Supplied passage ▸
Physicochemical characterization of amino functionalized synthetic clay/Nafion nanocomposite film with embedded platinum nanoparticles for PEM fuel cells

摘要

A novel aminopropyl functional group bearing magnesium phyllosilicate clay (AC)/Nafion nanocomposite films with embedded platinum nanoparticles (Pt/AC/N) was prepared by sol-gel method followed by solution casting for various compositions of AC in Nafion. The as prepared nanocomposite films were subjected to surface characterization by scanning electron microscopy (SEM) and high-resolution transmission electron microscopy (HRTEM). The thermal and mechanical stabilities were analyzed by thermogravimetric analysis (TGA) and nanoindentation coupled scanning probe microscopy analysis (SPM). The protonic conductivity of AC/Nafion nanocomposite films with and without Pt nanoparticles was measured by electrochemical impedance spectroscopy (EIS) using a two-probe conductivity cell. It was found that 6 wt.% AC/Nafion possesses a high proton conductivity of 1.38 × 10~(-4) S cm~(-1), a thermal stability of up to 360 ℃ (60 ℃ higher than pristine Nafion) and a high mechanical stability (78.76 MPa) among the different compositions studied. The catalytic activity of the optimized nanocomposite film containing Pt nanoparticles (Pt/6 wt.% AC/N) towards oxygen reduction reaction (ORR) was investigated by cyclic voltammetry (CV) and linear scan voltammetry (LSV) techniques under hydrodynamic conditions. It was observed that 35.4 μg cm~(-2) Pt/6 wt.% AC/N composite film has higher ORR limiting current density of 4.2 mA cm~(-2), and also it is interesting to note that this composition exhibited a high conductivity of 1.75 × 10~(-3) S cm~(-1) indicating that the nanocomposite catalyst film could be used as a proton conductor as well as a catalyst layer for the fabrication of membrane electrode assemblies in PEM fuel cells.

Supplied records ▸
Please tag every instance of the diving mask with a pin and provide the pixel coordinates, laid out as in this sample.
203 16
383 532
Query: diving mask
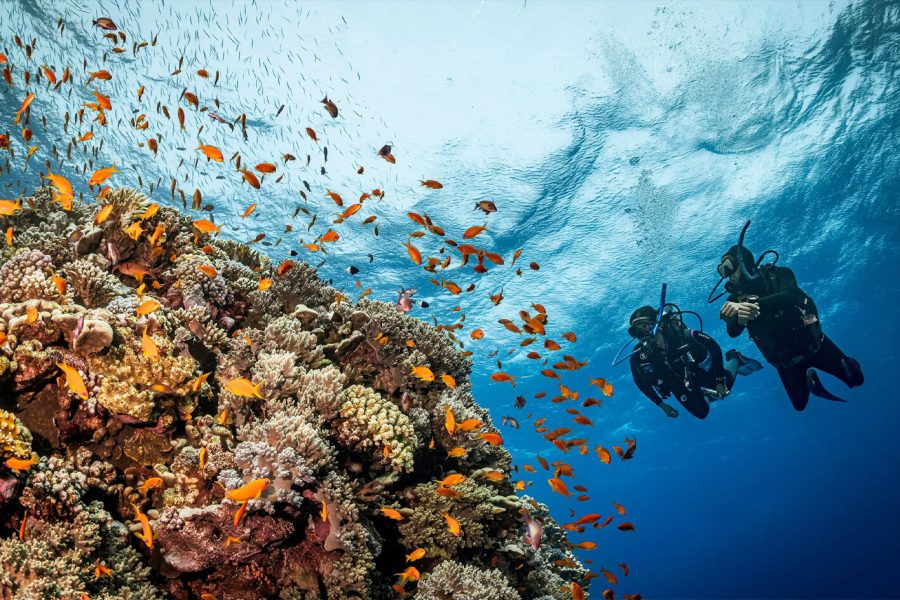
727 267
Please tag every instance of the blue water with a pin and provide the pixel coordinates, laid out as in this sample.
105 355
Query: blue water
624 144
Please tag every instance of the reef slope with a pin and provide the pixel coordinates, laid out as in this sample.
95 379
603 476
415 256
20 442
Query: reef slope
157 320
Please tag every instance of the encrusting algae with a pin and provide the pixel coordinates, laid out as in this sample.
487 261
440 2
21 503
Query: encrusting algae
265 443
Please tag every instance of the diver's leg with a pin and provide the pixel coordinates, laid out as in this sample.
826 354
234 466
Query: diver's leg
696 404
833 361
742 364
794 380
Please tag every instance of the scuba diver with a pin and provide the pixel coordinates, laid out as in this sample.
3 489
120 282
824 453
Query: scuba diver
783 322
672 360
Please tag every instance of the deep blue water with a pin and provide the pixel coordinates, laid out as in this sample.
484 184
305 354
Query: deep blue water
625 145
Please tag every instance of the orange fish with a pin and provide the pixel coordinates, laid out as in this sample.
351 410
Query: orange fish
205 226
74 381
101 175
147 535
408 574
18 464
474 231
415 555
451 480
151 350
149 484
102 75
211 153
449 420
60 284
198 383
559 486
148 307
391 513
9 207
493 476
238 515
61 184
503 377
453 525
102 100
577 591
284 267
423 373
469 425
134 230
103 214
102 570
249 491
414 253
29 98
493 439
244 388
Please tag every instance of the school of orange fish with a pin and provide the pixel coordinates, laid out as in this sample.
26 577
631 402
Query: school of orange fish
429 247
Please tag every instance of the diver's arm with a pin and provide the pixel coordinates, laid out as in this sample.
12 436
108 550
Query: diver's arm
728 313
788 295
641 380
715 352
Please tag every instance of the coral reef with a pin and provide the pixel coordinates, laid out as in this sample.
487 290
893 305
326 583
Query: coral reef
181 430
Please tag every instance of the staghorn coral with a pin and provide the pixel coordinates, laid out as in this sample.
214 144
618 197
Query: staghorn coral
371 425
451 580
15 439
92 285
26 276
57 560
126 376
334 454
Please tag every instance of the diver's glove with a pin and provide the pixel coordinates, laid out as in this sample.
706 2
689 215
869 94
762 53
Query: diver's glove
670 412
721 389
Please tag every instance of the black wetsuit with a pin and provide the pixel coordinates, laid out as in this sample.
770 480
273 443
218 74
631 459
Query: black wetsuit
789 335
692 356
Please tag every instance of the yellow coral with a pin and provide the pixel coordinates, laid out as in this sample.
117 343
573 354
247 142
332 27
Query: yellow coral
126 377
15 440
372 424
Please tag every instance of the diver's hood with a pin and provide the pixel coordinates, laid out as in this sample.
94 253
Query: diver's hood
644 313
746 256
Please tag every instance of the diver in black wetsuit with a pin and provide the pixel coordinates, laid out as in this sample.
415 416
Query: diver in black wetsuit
784 323
680 362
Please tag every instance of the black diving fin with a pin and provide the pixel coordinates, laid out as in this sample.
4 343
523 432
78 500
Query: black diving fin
817 389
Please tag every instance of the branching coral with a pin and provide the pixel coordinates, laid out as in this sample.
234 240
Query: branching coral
451 580
172 437
371 425
15 439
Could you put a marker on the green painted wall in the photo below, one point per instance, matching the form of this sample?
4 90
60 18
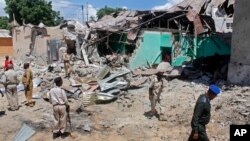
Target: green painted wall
155 44
150 49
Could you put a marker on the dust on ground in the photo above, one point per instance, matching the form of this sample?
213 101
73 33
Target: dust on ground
124 120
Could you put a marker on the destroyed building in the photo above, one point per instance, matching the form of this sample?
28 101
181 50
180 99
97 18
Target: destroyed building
191 31
239 67
6 47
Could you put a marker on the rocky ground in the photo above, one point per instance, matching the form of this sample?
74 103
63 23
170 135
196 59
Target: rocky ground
124 120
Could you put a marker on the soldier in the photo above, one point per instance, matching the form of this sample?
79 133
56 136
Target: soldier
201 115
59 101
155 89
6 62
67 66
10 81
28 84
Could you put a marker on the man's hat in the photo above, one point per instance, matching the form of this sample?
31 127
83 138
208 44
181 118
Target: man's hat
215 89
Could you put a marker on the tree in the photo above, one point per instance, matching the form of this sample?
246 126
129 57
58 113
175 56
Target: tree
4 22
32 11
106 11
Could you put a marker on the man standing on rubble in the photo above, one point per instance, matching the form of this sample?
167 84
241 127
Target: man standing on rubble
155 89
28 84
201 115
66 60
59 101
10 82
7 62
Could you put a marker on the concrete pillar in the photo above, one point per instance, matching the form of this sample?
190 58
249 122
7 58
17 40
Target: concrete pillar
239 66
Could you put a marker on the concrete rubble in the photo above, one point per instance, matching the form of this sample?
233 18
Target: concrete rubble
103 77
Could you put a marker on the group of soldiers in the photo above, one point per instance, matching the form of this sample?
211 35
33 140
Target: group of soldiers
10 81
202 110
58 98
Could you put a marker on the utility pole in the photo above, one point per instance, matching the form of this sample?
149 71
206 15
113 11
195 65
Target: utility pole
83 14
87 11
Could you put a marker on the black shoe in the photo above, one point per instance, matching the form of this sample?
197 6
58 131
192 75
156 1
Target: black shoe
56 135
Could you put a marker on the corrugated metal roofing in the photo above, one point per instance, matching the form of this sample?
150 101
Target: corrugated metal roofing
4 33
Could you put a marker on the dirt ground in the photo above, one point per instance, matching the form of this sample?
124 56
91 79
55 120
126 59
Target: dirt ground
124 120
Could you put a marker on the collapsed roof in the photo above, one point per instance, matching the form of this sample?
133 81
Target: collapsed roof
190 15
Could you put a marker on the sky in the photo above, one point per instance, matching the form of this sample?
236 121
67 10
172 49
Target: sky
72 9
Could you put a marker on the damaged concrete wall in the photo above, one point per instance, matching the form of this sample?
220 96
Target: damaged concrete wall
21 41
239 66
41 50
55 32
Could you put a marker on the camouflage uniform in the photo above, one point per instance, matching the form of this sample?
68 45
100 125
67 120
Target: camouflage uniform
10 81
28 85
155 89
67 65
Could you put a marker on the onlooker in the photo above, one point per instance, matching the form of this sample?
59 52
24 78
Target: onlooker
10 82
28 84
59 101
201 116
7 61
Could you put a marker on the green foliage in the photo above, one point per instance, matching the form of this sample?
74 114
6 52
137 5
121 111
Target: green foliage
106 11
4 22
32 11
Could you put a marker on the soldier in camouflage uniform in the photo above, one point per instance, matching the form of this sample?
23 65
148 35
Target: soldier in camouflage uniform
66 60
201 115
28 84
10 81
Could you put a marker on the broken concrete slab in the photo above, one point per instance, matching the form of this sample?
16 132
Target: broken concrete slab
113 76
138 82
145 72
103 72
114 85
24 133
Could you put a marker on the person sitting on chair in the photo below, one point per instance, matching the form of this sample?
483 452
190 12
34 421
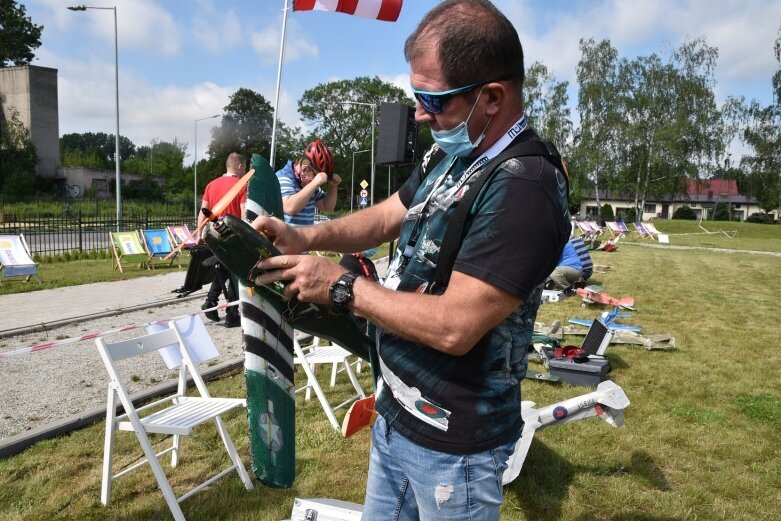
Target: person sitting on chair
301 183
574 267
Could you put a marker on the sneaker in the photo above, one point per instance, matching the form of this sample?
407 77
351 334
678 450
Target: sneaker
211 315
232 321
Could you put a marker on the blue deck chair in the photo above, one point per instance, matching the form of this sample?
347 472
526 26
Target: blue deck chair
642 231
158 245
15 259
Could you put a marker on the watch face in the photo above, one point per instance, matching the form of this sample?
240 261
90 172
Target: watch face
341 294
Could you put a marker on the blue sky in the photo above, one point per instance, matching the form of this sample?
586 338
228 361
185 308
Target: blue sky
180 60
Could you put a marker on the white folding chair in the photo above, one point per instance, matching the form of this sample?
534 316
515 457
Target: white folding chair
15 259
321 354
178 418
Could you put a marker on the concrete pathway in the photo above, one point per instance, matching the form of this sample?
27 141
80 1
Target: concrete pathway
39 310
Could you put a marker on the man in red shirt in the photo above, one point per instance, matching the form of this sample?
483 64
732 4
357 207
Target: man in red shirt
215 190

Problem details ▸ Check each statement against the clay/Nafion film text: (a) the 6 wt.% AC/Nafion film stays thermally stable up to 360 ℃; (b) proton conductivity was measured with a four-probe cell; (c) the ORR activity of the Pt film was studied by SEM. Give yes or no for each, with the deciding words quoted from the text.

Exercise result ▸
(a) Yes: "a thermal stability of up to 360 ℃ (60 ℃ higher than pristine Nafion)"
(b) No: "using a two-probe conductivity cell"
(c) No: "investigated by cyclic voltammetry (CV) and linear scan voltammetry (LSV) techniques"